-- WRITTEN EXERCISE --
Write out everything below, from the line containing "--target mouth opening in mask" down to the end of the items, with both ends included.

-- start STORED ROWS --

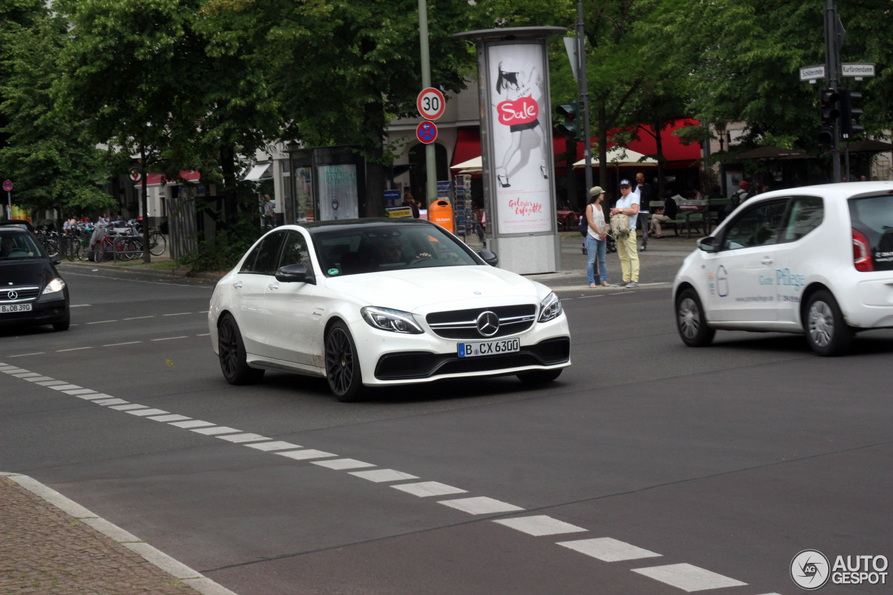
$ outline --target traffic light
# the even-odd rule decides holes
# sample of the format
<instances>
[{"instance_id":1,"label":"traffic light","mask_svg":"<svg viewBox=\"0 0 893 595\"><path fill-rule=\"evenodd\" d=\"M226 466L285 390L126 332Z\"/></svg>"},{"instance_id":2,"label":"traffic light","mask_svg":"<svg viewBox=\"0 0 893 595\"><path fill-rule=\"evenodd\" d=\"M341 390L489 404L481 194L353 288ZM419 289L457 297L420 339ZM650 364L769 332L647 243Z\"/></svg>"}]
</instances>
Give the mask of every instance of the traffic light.
<instances>
[{"instance_id":1,"label":"traffic light","mask_svg":"<svg viewBox=\"0 0 893 595\"><path fill-rule=\"evenodd\" d=\"M862 94L843 87L838 90L840 93L840 138L850 140L865 130L862 124L855 122L856 118L862 115L862 108L855 105L862 101Z\"/></svg>"},{"instance_id":2,"label":"traffic light","mask_svg":"<svg viewBox=\"0 0 893 595\"><path fill-rule=\"evenodd\" d=\"M580 138L580 102L572 101L558 106L558 115L564 117L564 122L559 124L566 133Z\"/></svg>"},{"instance_id":3,"label":"traffic light","mask_svg":"<svg viewBox=\"0 0 893 595\"><path fill-rule=\"evenodd\" d=\"M819 117L822 126L819 128L819 145L822 147L834 144L834 121L840 117L839 98L839 94L830 87L820 92Z\"/></svg>"}]
</instances>

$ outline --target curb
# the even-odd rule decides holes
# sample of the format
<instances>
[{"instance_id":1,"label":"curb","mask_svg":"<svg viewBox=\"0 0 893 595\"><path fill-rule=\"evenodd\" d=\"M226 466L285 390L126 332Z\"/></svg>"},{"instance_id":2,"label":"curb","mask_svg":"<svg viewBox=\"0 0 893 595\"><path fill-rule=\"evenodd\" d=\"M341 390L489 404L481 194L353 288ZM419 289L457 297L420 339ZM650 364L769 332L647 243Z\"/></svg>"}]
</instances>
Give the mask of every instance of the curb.
<instances>
[{"instance_id":1,"label":"curb","mask_svg":"<svg viewBox=\"0 0 893 595\"><path fill-rule=\"evenodd\" d=\"M164 572L181 581L203 595L237 595L226 587L214 582L198 571L193 570L185 564L175 560L164 552L153 548L136 535L124 531L121 527L109 523L101 516L80 506L74 500L65 498L58 491L46 487L33 477L21 473L0 472L0 476L7 477L31 493L42 498L52 506L71 515L84 524L93 527L115 542L124 546L130 551L143 557Z\"/></svg>"}]
</instances>

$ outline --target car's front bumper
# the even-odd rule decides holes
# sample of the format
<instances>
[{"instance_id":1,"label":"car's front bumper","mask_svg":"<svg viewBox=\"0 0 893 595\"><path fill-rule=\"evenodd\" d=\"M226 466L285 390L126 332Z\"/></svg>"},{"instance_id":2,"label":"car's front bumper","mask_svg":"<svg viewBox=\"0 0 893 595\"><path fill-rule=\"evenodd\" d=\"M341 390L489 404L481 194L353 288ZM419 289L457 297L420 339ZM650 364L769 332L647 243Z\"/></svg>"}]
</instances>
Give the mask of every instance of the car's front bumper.
<instances>
[{"instance_id":1,"label":"car's front bumper","mask_svg":"<svg viewBox=\"0 0 893 595\"><path fill-rule=\"evenodd\" d=\"M516 352L460 357L457 339L378 331L364 321L350 324L367 386L425 382L446 378L502 376L571 365L571 336L563 314L516 335ZM508 339L501 337L500 339Z\"/></svg>"},{"instance_id":2,"label":"car's front bumper","mask_svg":"<svg viewBox=\"0 0 893 595\"><path fill-rule=\"evenodd\" d=\"M38 299L29 312L0 314L0 326L16 324L53 324L69 316L68 298L62 295L54 299Z\"/></svg>"}]
</instances>

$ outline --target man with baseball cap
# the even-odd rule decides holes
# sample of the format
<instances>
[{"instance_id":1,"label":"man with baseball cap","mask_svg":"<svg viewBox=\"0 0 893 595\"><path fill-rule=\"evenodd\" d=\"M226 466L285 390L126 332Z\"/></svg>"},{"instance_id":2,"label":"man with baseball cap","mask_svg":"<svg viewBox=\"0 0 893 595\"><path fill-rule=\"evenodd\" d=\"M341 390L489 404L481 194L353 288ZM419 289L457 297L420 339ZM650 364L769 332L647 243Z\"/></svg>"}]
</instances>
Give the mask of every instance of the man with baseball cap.
<instances>
[{"instance_id":1,"label":"man with baseball cap","mask_svg":"<svg viewBox=\"0 0 893 595\"><path fill-rule=\"evenodd\" d=\"M632 191L629 180L620 180L621 197L611 209L611 216L621 214L630 219L630 233L626 237L617 237L617 254L620 256L620 268L623 281L614 283L615 287L632 289L638 287L638 252L636 250L636 220L638 219L638 194Z\"/></svg>"}]
</instances>

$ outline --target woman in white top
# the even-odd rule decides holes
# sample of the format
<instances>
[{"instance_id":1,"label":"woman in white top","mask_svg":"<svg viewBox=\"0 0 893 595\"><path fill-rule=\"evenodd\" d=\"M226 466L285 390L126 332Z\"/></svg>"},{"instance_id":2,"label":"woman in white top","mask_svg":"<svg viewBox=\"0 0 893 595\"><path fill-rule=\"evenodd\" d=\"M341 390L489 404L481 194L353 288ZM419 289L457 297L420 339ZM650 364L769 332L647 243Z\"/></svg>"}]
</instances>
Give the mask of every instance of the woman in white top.
<instances>
[{"instance_id":1,"label":"woman in white top","mask_svg":"<svg viewBox=\"0 0 893 595\"><path fill-rule=\"evenodd\" d=\"M586 205L586 222L588 223L588 232L586 234L586 253L588 259L586 262L586 277L589 287L596 284L596 255L598 256L599 281L605 287L608 283L608 272L605 264L605 255L607 247L607 226L605 225L605 212L602 203L605 201L605 190L601 186L593 186L589 190L589 204Z\"/></svg>"}]
</instances>

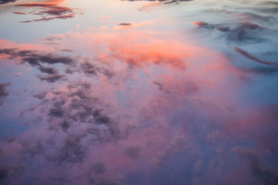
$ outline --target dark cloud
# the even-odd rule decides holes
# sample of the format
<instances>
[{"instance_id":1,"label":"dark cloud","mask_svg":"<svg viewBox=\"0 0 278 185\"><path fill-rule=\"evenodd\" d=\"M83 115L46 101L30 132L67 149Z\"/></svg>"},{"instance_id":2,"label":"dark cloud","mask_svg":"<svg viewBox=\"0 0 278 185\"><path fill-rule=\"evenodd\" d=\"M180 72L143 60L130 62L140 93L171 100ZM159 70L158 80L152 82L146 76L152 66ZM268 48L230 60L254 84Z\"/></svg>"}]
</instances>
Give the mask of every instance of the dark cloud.
<instances>
[{"instance_id":1,"label":"dark cloud","mask_svg":"<svg viewBox=\"0 0 278 185\"><path fill-rule=\"evenodd\" d=\"M53 74L47 76L38 75L40 80L47 81L49 83L56 82L58 80L62 80L65 78L63 75Z\"/></svg>"},{"instance_id":2,"label":"dark cloud","mask_svg":"<svg viewBox=\"0 0 278 185\"><path fill-rule=\"evenodd\" d=\"M158 86L158 89L164 93L170 93L170 91L167 89L161 82L158 82L157 81L154 81L152 82L153 84L156 85Z\"/></svg>"},{"instance_id":3,"label":"dark cloud","mask_svg":"<svg viewBox=\"0 0 278 185\"><path fill-rule=\"evenodd\" d=\"M262 33L267 29L252 23L242 23L239 26L231 28L222 24L211 24L202 21L195 22L201 28L217 30L223 33L223 35L229 42L236 44L256 44L267 41Z\"/></svg>"},{"instance_id":4,"label":"dark cloud","mask_svg":"<svg viewBox=\"0 0 278 185\"><path fill-rule=\"evenodd\" d=\"M17 0L0 0L0 4L6 4L8 3L15 2Z\"/></svg>"},{"instance_id":5,"label":"dark cloud","mask_svg":"<svg viewBox=\"0 0 278 185\"><path fill-rule=\"evenodd\" d=\"M10 94L10 91L7 89L10 85L10 82L0 83L0 105L3 104L6 97Z\"/></svg>"},{"instance_id":6,"label":"dark cloud","mask_svg":"<svg viewBox=\"0 0 278 185\"><path fill-rule=\"evenodd\" d=\"M22 64L28 64L38 69L41 73L47 76L38 75L41 80L48 82L55 82L65 78L60 74L59 70L54 67L55 64L70 66L74 64L74 60L67 56L60 56L53 53L31 51L18 50L17 49L1 49L0 54L8 55L9 59L20 60Z\"/></svg>"},{"instance_id":7,"label":"dark cloud","mask_svg":"<svg viewBox=\"0 0 278 185\"><path fill-rule=\"evenodd\" d=\"M0 182L2 182L8 175L8 170L0 168Z\"/></svg>"},{"instance_id":8,"label":"dark cloud","mask_svg":"<svg viewBox=\"0 0 278 185\"><path fill-rule=\"evenodd\" d=\"M64 141L58 158L58 162L81 163L85 157L85 148L81 144L83 136L69 135Z\"/></svg>"},{"instance_id":9,"label":"dark cloud","mask_svg":"<svg viewBox=\"0 0 278 185\"><path fill-rule=\"evenodd\" d=\"M41 19L35 19L33 20L27 20L22 21L23 23L49 21L53 19L65 19L68 18L73 18L78 13L80 10L76 8L71 8L65 6L60 6L58 2L49 3L21 3L17 4L17 6L25 8L38 8L41 10L32 11L31 14L35 15L42 15ZM49 16L49 17L47 17Z\"/></svg>"},{"instance_id":10,"label":"dark cloud","mask_svg":"<svg viewBox=\"0 0 278 185\"><path fill-rule=\"evenodd\" d=\"M101 73L108 78L111 78L114 76L114 73L111 70L109 70L107 68L97 67L88 61L81 64L80 69L87 76L90 77L98 76L99 73Z\"/></svg>"},{"instance_id":11,"label":"dark cloud","mask_svg":"<svg viewBox=\"0 0 278 185\"><path fill-rule=\"evenodd\" d=\"M243 56L254 60L258 63L262 64L266 64L266 65L269 65L275 68L278 68L278 62L271 62L271 61L265 61L263 60L261 60L257 58L256 58L255 56L250 54L248 52L247 52L246 51L244 51L238 47L235 47L235 51L239 53L240 53L241 55L243 55Z\"/></svg>"},{"instance_id":12,"label":"dark cloud","mask_svg":"<svg viewBox=\"0 0 278 185\"><path fill-rule=\"evenodd\" d=\"M251 172L261 184L277 184L278 182L278 171L263 166L254 150L236 147L234 149L234 151L247 160Z\"/></svg>"}]
</instances>

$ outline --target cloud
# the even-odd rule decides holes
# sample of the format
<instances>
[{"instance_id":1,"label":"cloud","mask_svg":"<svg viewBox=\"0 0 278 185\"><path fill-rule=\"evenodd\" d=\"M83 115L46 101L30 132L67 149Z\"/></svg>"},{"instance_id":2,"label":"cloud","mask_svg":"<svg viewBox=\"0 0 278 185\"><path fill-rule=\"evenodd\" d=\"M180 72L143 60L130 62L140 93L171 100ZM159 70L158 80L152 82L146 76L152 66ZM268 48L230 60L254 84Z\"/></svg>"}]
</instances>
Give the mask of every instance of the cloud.
<instances>
[{"instance_id":1,"label":"cloud","mask_svg":"<svg viewBox=\"0 0 278 185\"><path fill-rule=\"evenodd\" d=\"M17 0L0 0L0 4L6 4L8 3L15 2Z\"/></svg>"},{"instance_id":2,"label":"cloud","mask_svg":"<svg viewBox=\"0 0 278 185\"><path fill-rule=\"evenodd\" d=\"M194 24L200 28L210 30L217 30L222 33L229 42L248 44L268 41L268 39L261 37L261 34L267 29L249 22L240 23L239 26L235 28L222 24L211 24L202 21L195 21Z\"/></svg>"},{"instance_id":3,"label":"cloud","mask_svg":"<svg viewBox=\"0 0 278 185\"><path fill-rule=\"evenodd\" d=\"M276 184L278 182L278 171L261 165L254 150L243 147L236 147L234 151L244 157L253 175L262 184Z\"/></svg>"},{"instance_id":4,"label":"cloud","mask_svg":"<svg viewBox=\"0 0 278 185\"><path fill-rule=\"evenodd\" d=\"M5 98L10 94L10 91L7 89L10 86L10 82L0 83L0 105L3 103Z\"/></svg>"},{"instance_id":5,"label":"cloud","mask_svg":"<svg viewBox=\"0 0 278 185\"><path fill-rule=\"evenodd\" d=\"M235 47L234 49L236 52L238 52L238 53L240 53L243 56L245 56L252 60L254 60L260 64L266 64L268 66L273 67L275 68L278 68L278 62L275 62L265 61L263 60L261 60L238 47Z\"/></svg>"},{"instance_id":6,"label":"cloud","mask_svg":"<svg viewBox=\"0 0 278 185\"><path fill-rule=\"evenodd\" d=\"M22 23L49 21L58 19L65 19L74 17L77 13L81 14L81 10L78 8L71 8L69 7L60 6L60 4L63 1L47 1L41 3L35 2L30 3L19 3L15 6L25 8L38 8L40 10L38 11L32 11L30 13L35 15L42 15L42 18L21 21ZM15 12L14 13L22 14L18 13L18 12Z\"/></svg>"}]
</instances>

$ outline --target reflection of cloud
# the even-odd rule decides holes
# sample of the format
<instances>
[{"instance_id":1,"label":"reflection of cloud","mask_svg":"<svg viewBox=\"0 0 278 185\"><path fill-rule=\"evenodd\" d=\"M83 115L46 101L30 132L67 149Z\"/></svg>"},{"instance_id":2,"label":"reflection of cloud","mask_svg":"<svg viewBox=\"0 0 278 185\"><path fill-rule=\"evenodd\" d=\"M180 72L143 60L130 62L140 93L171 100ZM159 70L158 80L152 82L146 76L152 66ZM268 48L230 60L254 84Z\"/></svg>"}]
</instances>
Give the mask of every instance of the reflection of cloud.
<instances>
[{"instance_id":1,"label":"reflection of cloud","mask_svg":"<svg viewBox=\"0 0 278 185\"><path fill-rule=\"evenodd\" d=\"M251 172L262 184L276 184L278 182L278 171L270 168L263 167L260 164L256 152L250 148L236 147L234 151L246 159Z\"/></svg>"},{"instance_id":2,"label":"reflection of cloud","mask_svg":"<svg viewBox=\"0 0 278 185\"><path fill-rule=\"evenodd\" d=\"M236 28L230 28L221 24L211 24L202 21L194 23L201 28L211 30L217 30L224 33L223 34L229 42L246 44L266 41L261 36L261 33L266 29L254 24L243 23Z\"/></svg>"},{"instance_id":3,"label":"reflection of cloud","mask_svg":"<svg viewBox=\"0 0 278 185\"><path fill-rule=\"evenodd\" d=\"M59 6L59 4L63 1L64 1L64 0L47 1L42 3L20 3L17 4L16 6L26 8L35 8L41 10L39 11L33 11L31 13L36 15L42 15L43 16L42 18L22 21L25 23L40 21L49 21L57 19L65 19L67 18L72 18L75 16L76 14L77 14L78 12L76 12L76 10L80 10L76 8L71 8ZM14 13L23 14L20 12L14 12Z\"/></svg>"},{"instance_id":4,"label":"reflection of cloud","mask_svg":"<svg viewBox=\"0 0 278 185\"><path fill-rule=\"evenodd\" d=\"M0 4L6 4L10 2L15 2L17 0L0 0Z\"/></svg>"},{"instance_id":5,"label":"reflection of cloud","mask_svg":"<svg viewBox=\"0 0 278 185\"><path fill-rule=\"evenodd\" d=\"M248 53L247 51L238 48L238 47L235 47L235 50L236 52L240 53L241 55L243 55L243 56L252 60L260 64L266 64L266 65L269 65L275 68L278 68L278 62L271 62L271 61L265 61L261 59L259 59L257 58L256 58L255 56L253 56L252 55Z\"/></svg>"},{"instance_id":6,"label":"reflection of cloud","mask_svg":"<svg viewBox=\"0 0 278 185\"><path fill-rule=\"evenodd\" d=\"M132 23L120 23L117 26L114 27L115 30L122 30L122 29L127 29L127 28L135 28L142 27L148 24L150 24L151 22L142 22L142 23L138 23L138 24L132 24Z\"/></svg>"},{"instance_id":7,"label":"reflection of cloud","mask_svg":"<svg viewBox=\"0 0 278 185\"><path fill-rule=\"evenodd\" d=\"M0 83L0 105L3 103L6 96L10 94L10 91L7 87L10 85L10 83Z\"/></svg>"}]
</instances>

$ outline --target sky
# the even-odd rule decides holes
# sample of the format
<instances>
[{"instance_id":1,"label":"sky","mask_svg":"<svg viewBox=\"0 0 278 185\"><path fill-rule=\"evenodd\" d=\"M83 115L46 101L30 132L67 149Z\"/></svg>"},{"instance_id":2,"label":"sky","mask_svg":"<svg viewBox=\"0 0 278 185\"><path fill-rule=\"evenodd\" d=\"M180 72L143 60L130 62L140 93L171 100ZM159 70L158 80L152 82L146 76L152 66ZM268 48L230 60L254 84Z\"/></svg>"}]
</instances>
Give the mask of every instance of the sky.
<instances>
[{"instance_id":1,"label":"sky","mask_svg":"<svg viewBox=\"0 0 278 185\"><path fill-rule=\"evenodd\" d=\"M278 184L278 1L0 0L0 184Z\"/></svg>"}]
</instances>

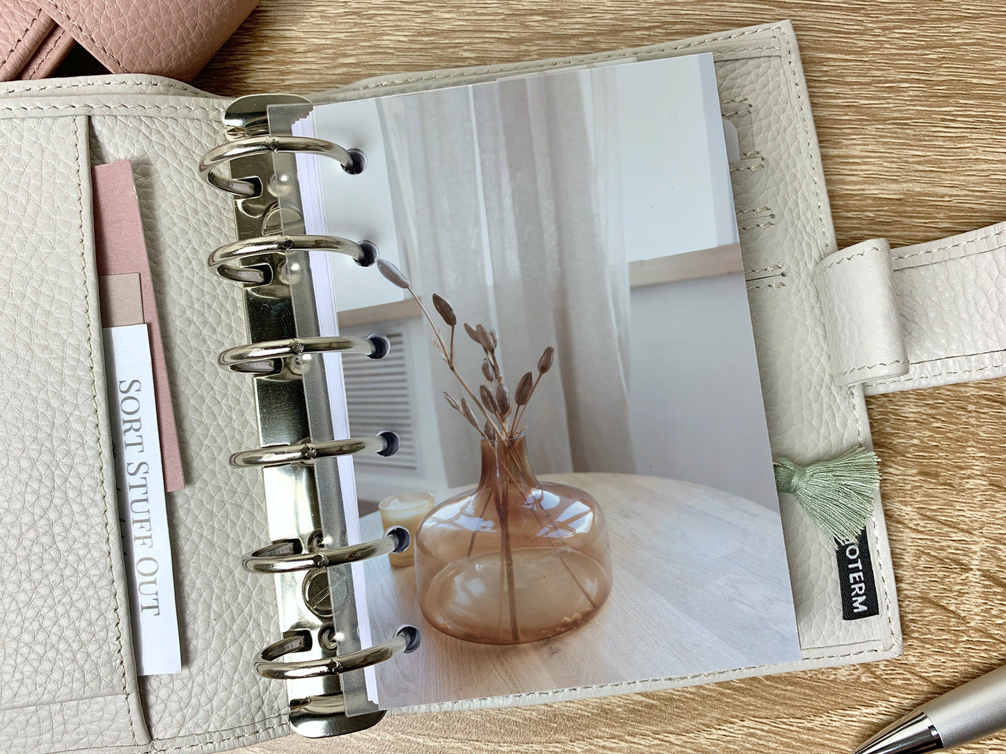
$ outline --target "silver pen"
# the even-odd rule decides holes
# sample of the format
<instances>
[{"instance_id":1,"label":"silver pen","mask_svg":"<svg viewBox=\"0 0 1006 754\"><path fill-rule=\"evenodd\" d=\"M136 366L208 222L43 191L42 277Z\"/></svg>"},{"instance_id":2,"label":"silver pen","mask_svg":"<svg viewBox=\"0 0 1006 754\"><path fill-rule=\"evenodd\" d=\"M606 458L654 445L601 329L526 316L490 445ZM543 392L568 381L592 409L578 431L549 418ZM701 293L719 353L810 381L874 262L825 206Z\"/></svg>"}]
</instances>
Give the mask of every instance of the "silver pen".
<instances>
[{"instance_id":1,"label":"silver pen","mask_svg":"<svg viewBox=\"0 0 1006 754\"><path fill-rule=\"evenodd\" d=\"M950 749L1006 728L1006 667L916 707L855 754L919 754Z\"/></svg>"}]
</instances>

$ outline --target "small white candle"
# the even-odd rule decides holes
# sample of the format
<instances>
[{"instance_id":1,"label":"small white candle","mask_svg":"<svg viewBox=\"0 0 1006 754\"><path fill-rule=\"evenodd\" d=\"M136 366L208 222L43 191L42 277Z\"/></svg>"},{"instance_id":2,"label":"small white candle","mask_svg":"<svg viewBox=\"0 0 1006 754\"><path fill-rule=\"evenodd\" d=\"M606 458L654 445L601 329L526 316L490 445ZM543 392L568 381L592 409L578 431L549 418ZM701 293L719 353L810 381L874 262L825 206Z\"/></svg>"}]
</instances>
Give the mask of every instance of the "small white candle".
<instances>
[{"instance_id":1,"label":"small white candle","mask_svg":"<svg viewBox=\"0 0 1006 754\"><path fill-rule=\"evenodd\" d=\"M412 544L415 533L420 530L420 522L434 510L434 496L430 493L400 493L384 498L377 506L380 511L381 525L386 531L388 527L400 526L408 530L408 548L405 552L391 553L387 559L393 566L412 565Z\"/></svg>"}]
</instances>

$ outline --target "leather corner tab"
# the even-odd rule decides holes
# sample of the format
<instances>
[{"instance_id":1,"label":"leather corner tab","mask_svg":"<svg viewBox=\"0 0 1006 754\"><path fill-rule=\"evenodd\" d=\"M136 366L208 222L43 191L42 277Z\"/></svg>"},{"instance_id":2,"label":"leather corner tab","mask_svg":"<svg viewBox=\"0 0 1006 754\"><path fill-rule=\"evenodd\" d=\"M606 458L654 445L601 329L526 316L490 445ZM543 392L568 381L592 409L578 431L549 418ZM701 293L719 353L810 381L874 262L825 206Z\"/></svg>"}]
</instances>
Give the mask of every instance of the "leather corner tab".
<instances>
[{"instance_id":1,"label":"leather corner tab","mask_svg":"<svg viewBox=\"0 0 1006 754\"><path fill-rule=\"evenodd\" d=\"M835 383L847 387L906 374L887 241L872 238L829 254L814 276Z\"/></svg>"}]
</instances>

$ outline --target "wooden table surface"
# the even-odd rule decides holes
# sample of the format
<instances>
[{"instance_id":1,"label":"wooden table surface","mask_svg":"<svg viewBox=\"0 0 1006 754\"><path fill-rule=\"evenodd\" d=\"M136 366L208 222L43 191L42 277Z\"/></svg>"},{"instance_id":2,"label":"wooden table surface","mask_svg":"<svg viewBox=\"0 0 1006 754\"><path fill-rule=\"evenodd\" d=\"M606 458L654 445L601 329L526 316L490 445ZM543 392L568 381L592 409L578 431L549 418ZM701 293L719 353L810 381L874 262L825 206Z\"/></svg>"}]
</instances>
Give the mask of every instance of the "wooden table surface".
<instances>
[{"instance_id":1,"label":"wooden table surface","mask_svg":"<svg viewBox=\"0 0 1006 754\"><path fill-rule=\"evenodd\" d=\"M541 480L579 488L604 511L613 573L608 600L568 633L487 646L441 633L425 620L413 567L368 560L375 640L402 623L423 631L418 651L377 667L383 705L689 676L799 653L777 511L660 477L563 474ZM471 487L449 490L436 502ZM360 522L364 540L382 531L380 514Z\"/></svg>"},{"instance_id":2,"label":"wooden table surface","mask_svg":"<svg viewBox=\"0 0 1006 754\"><path fill-rule=\"evenodd\" d=\"M378 73L617 49L791 18L840 245L1006 219L996 0L263 0L195 83L311 91ZM904 654L509 710L388 717L245 754L849 751L1006 661L1006 380L868 400ZM1006 752L1006 734L959 751Z\"/></svg>"}]
</instances>

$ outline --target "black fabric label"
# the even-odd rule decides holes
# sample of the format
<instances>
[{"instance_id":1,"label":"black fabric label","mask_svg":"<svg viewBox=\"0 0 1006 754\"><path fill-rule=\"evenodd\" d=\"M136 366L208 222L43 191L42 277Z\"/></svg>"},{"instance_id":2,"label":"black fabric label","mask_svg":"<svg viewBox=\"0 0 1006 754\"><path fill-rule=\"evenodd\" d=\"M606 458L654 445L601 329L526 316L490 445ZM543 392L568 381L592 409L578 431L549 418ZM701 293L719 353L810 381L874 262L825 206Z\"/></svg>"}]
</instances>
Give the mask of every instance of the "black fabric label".
<instances>
[{"instance_id":1,"label":"black fabric label","mask_svg":"<svg viewBox=\"0 0 1006 754\"><path fill-rule=\"evenodd\" d=\"M838 585L842 593L842 619L859 620L880 614L877 587L873 581L870 546L863 529L855 540L839 544Z\"/></svg>"}]
</instances>

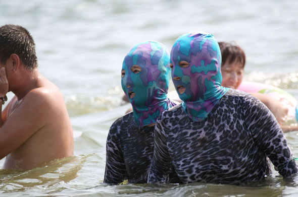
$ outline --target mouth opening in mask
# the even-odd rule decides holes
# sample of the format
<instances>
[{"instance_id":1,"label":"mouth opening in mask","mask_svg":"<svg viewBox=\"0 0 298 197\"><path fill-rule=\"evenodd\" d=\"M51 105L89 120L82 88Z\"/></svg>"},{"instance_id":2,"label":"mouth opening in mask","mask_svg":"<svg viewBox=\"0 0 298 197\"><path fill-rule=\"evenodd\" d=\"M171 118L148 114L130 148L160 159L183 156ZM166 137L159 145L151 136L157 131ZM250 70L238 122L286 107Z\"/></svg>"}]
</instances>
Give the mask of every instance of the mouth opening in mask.
<instances>
[{"instance_id":1,"label":"mouth opening in mask","mask_svg":"<svg viewBox=\"0 0 298 197\"><path fill-rule=\"evenodd\" d=\"M135 93L133 92L128 92L128 97L129 98L133 98L135 96Z\"/></svg>"},{"instance_id":2,"label":"mouth opening in mask","mask_svg":"<svg viewBox=\"0 0 298 197\"><path fill-rule=\"evenodd\" d=\"M178 85L177 86L177 90L180 94L182 94L185 92L186 88L183 86Z\"/></svg>"}]
</instances>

-- end STORED ROWS --

-- TASK SOLUTION --
$ outline --target mouth opening in mask
# the even-odd rule decides holes
# sample of the format
<instances>
[{"instance_id":1,"label":"mouth opening in mask","mask_svg":"<svg viewBox=\"0 0 298 197\"><path fill-rule=\"evenodd\" d=\"M51 105L89 120L82 88Z\"/></svg>"},{"instance_id":2,"label":"mouth opening in mask","mask_svg":"<svg viewBox=\"0 0 298 197\"><path fill-rule=\"evenodd\" d=\"M171 118L148 114L130 148L160 159L183 156ZM166 137L159 145L151 136L157 131ZM250 70L238 122L286 107Z\"/></svg>"}]
</instances>
Give the mask of every instance of the mouth opening in mask.
<instances>
[{"instance_id":1,"label":"mouth opening in mask","mask_svg":"<svg viewBox=\"0 0 298 197\"><path fill-rule=\"evenodd\" d=\"M135 93L133 92L128 92L128 97L129 98L133 98L135 96Z\"/></svg>"},{"instance_id":2,"label":"mouth opening in mask","mask_svg":"<svg viewBox=\"0 0 298 197\"><path fill-rule=\"evenodd\" d=\"M178 85L177 86L177 90L180 94L182 94L185 92L186 88L183 86Z\"/></svg>"}]
</instances>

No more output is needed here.